Stated problem: Which lines in the entries below contain the word "black"? Gather every one of them.

Stored dataset items:

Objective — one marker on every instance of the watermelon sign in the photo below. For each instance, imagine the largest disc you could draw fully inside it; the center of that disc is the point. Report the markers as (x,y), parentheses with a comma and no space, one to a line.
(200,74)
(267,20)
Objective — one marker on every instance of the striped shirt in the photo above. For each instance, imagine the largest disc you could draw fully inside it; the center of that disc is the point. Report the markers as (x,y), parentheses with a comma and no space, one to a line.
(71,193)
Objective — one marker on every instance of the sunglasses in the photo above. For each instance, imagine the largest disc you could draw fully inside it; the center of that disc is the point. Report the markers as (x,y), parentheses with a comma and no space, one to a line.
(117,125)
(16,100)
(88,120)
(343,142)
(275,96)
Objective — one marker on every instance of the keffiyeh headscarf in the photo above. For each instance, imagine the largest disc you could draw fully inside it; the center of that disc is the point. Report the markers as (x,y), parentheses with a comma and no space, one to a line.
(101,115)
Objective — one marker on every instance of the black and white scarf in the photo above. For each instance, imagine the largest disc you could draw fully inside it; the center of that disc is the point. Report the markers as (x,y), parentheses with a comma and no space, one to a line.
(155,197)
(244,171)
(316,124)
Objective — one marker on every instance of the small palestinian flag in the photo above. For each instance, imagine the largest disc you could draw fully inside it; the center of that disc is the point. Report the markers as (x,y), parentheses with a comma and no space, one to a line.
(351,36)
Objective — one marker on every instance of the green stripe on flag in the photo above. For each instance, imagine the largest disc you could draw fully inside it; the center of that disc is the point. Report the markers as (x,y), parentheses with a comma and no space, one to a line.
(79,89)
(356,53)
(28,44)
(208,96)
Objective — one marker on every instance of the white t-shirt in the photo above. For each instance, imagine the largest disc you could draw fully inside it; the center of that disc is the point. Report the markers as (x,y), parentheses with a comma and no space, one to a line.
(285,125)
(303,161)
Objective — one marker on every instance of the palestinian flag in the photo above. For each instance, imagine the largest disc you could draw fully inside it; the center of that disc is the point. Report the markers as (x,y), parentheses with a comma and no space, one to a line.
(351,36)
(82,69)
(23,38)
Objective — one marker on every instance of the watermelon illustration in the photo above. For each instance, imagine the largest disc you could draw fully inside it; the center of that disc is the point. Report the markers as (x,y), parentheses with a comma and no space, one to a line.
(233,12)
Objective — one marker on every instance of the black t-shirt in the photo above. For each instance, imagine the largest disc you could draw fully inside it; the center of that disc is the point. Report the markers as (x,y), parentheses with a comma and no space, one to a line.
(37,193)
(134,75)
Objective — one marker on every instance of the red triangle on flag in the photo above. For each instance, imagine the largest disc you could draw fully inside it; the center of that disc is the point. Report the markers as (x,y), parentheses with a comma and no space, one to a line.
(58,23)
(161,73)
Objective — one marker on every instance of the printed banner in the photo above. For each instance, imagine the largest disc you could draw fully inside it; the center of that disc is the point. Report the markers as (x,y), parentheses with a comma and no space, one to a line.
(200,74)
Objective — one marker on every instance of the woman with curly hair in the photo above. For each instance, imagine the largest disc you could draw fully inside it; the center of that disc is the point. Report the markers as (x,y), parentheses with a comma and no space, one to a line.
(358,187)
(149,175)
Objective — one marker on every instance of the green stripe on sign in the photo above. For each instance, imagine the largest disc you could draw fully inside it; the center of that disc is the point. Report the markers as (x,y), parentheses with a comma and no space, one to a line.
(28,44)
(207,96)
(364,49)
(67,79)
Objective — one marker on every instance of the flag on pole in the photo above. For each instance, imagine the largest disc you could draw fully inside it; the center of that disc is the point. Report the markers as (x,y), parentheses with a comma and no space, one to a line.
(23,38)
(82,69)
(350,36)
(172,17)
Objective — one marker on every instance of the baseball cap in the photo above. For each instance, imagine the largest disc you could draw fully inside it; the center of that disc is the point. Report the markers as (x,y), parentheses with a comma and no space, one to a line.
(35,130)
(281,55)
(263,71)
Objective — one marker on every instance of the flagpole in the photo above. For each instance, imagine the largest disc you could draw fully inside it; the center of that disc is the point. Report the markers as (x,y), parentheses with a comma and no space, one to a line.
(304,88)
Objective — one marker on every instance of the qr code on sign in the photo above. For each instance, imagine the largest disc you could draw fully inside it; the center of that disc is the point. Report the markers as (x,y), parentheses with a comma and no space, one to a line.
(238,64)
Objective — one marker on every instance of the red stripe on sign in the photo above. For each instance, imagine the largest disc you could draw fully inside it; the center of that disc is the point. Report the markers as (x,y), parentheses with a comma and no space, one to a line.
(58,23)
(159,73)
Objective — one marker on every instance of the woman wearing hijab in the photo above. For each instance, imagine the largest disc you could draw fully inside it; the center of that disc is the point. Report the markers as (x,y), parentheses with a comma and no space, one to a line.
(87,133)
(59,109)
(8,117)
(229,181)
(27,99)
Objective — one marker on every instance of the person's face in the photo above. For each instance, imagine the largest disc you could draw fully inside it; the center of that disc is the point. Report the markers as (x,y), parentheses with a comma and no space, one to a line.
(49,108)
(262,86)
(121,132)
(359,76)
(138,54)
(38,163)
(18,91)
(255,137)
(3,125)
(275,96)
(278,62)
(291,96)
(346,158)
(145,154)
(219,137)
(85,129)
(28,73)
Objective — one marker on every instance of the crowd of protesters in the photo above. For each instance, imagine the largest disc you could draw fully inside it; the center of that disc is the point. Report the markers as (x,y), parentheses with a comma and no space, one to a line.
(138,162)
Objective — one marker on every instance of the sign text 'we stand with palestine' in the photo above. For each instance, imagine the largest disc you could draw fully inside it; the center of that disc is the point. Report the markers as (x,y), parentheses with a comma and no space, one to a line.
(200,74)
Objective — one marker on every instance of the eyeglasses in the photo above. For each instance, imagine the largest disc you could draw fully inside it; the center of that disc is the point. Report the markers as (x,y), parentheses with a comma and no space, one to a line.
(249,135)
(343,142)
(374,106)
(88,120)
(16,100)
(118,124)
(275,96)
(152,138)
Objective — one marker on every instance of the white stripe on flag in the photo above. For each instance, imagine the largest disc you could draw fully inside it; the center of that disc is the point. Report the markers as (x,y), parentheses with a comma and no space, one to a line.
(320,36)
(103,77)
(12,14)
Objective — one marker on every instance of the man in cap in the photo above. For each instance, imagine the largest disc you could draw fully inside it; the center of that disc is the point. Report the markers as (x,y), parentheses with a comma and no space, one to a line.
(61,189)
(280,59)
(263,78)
---
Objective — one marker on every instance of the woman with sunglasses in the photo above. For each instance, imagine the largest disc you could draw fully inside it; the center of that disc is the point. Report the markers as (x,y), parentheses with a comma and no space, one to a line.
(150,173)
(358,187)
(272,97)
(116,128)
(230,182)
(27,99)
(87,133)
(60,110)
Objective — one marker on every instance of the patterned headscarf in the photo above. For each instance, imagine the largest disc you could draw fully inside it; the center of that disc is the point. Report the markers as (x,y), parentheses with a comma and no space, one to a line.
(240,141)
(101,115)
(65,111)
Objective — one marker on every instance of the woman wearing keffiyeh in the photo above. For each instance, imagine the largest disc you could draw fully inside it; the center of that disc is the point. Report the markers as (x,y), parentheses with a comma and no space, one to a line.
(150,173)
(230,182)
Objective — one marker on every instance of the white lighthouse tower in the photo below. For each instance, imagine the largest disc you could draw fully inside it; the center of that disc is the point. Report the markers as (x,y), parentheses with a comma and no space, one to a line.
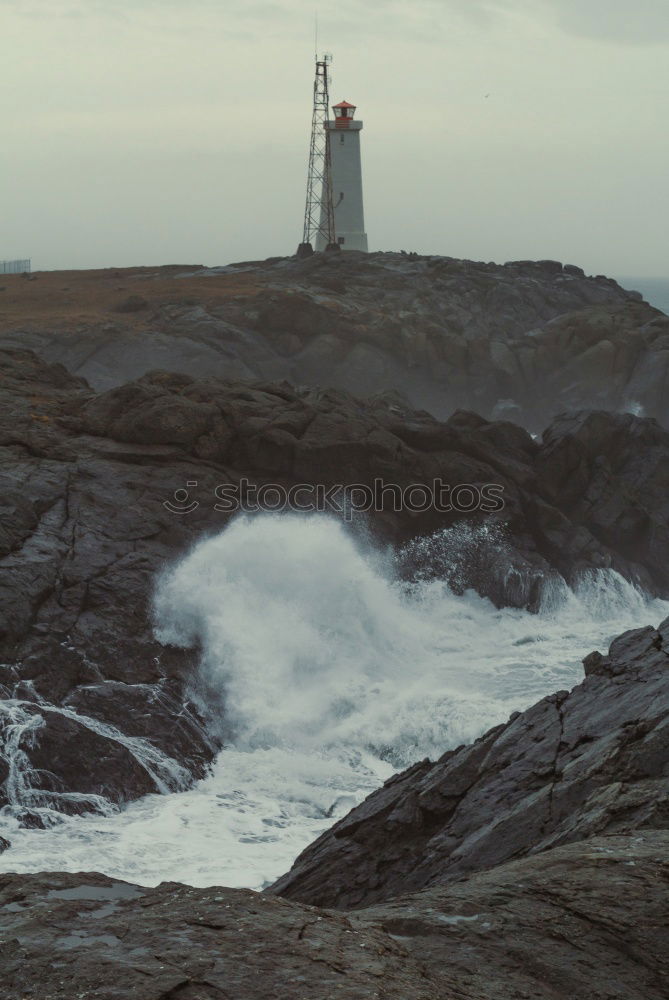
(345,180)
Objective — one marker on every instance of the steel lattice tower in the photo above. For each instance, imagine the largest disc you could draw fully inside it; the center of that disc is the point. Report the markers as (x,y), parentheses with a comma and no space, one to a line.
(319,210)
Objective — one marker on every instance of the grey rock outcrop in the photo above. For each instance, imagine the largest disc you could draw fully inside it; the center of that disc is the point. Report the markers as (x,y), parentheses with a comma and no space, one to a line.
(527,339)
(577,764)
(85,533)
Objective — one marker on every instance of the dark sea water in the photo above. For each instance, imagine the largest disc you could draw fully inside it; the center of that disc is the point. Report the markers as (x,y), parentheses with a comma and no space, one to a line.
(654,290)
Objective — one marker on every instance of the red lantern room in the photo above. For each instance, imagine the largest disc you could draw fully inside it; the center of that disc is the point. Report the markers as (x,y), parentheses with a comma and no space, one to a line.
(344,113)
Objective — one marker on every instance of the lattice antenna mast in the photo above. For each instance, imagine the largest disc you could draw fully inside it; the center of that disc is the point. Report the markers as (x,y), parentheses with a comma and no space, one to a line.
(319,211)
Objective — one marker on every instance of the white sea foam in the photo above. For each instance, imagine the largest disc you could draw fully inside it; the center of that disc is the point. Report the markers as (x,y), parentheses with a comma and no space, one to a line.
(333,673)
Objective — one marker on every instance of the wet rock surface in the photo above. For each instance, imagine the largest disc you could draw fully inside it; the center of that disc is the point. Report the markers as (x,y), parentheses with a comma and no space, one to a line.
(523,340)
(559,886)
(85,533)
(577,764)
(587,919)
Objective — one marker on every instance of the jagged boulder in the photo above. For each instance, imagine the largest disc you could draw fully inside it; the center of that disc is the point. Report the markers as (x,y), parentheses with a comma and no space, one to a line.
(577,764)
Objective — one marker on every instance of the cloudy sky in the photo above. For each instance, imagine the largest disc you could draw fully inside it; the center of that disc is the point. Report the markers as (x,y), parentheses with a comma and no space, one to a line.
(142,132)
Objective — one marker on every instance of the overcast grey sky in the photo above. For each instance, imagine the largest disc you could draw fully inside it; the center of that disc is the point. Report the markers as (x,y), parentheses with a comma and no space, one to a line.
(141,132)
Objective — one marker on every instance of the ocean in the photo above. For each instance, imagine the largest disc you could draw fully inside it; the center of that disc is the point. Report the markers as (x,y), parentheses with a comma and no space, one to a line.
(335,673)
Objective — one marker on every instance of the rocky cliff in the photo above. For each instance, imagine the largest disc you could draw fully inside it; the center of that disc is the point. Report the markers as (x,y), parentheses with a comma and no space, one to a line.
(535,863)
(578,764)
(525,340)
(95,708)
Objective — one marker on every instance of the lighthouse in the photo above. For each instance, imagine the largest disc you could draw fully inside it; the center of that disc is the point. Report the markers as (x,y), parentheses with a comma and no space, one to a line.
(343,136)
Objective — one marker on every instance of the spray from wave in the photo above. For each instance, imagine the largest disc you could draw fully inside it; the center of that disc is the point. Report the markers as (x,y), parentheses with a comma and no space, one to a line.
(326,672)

Exercise output:
Objective — one marker on every instance of the black and white scarf in the photo above. For each instance, imagine the largest disc you could draw fully inside it; the center of that disc is the point. Report the markers as (x,y), parentheses with a comma and no space, one to a line.
Objective — one marker on every instance of the black t-shirt in the photo above. For each instance, imagine the largest disc you could draw fully inside it; the center of that disc is the point. Report the markers as (x,y), parentheses with a comma and no space, one to a line.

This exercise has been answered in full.